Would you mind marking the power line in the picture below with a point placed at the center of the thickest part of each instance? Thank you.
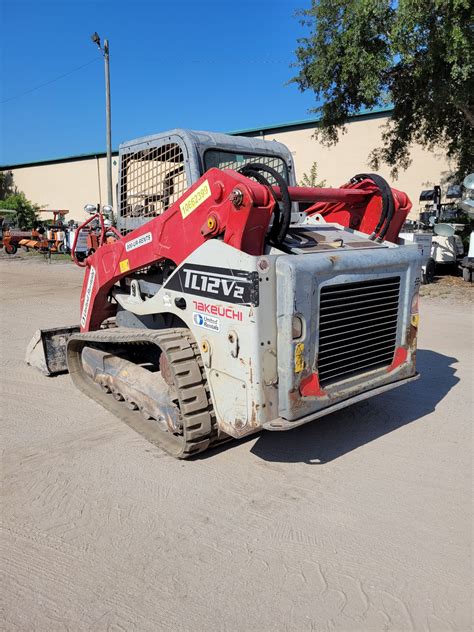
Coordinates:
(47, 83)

--

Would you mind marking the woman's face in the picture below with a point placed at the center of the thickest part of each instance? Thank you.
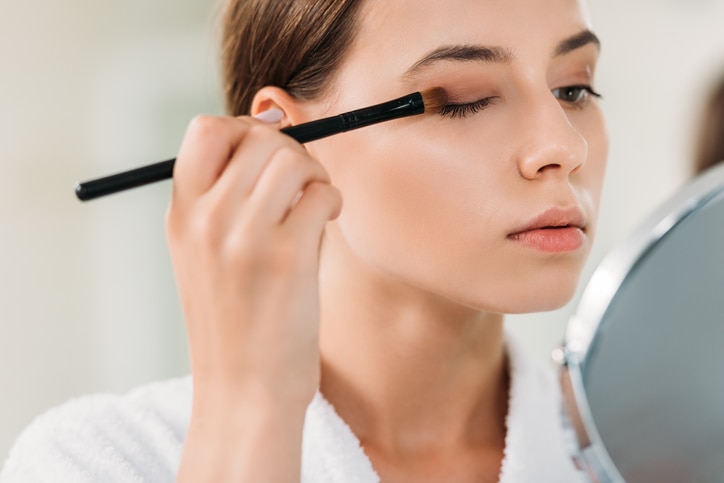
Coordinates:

• [What you have to do]:
Locate each line in the records above that contains the string "below" and copy those lines.

• [Response to the task]:
Would you mind marking the power line in the picture below with a point placed at the center of the thickest part of each instance? Thank you.
Would you mind marking the woman's face in the picture below with a point placed at the center of the thickest part of each instance? Thank you.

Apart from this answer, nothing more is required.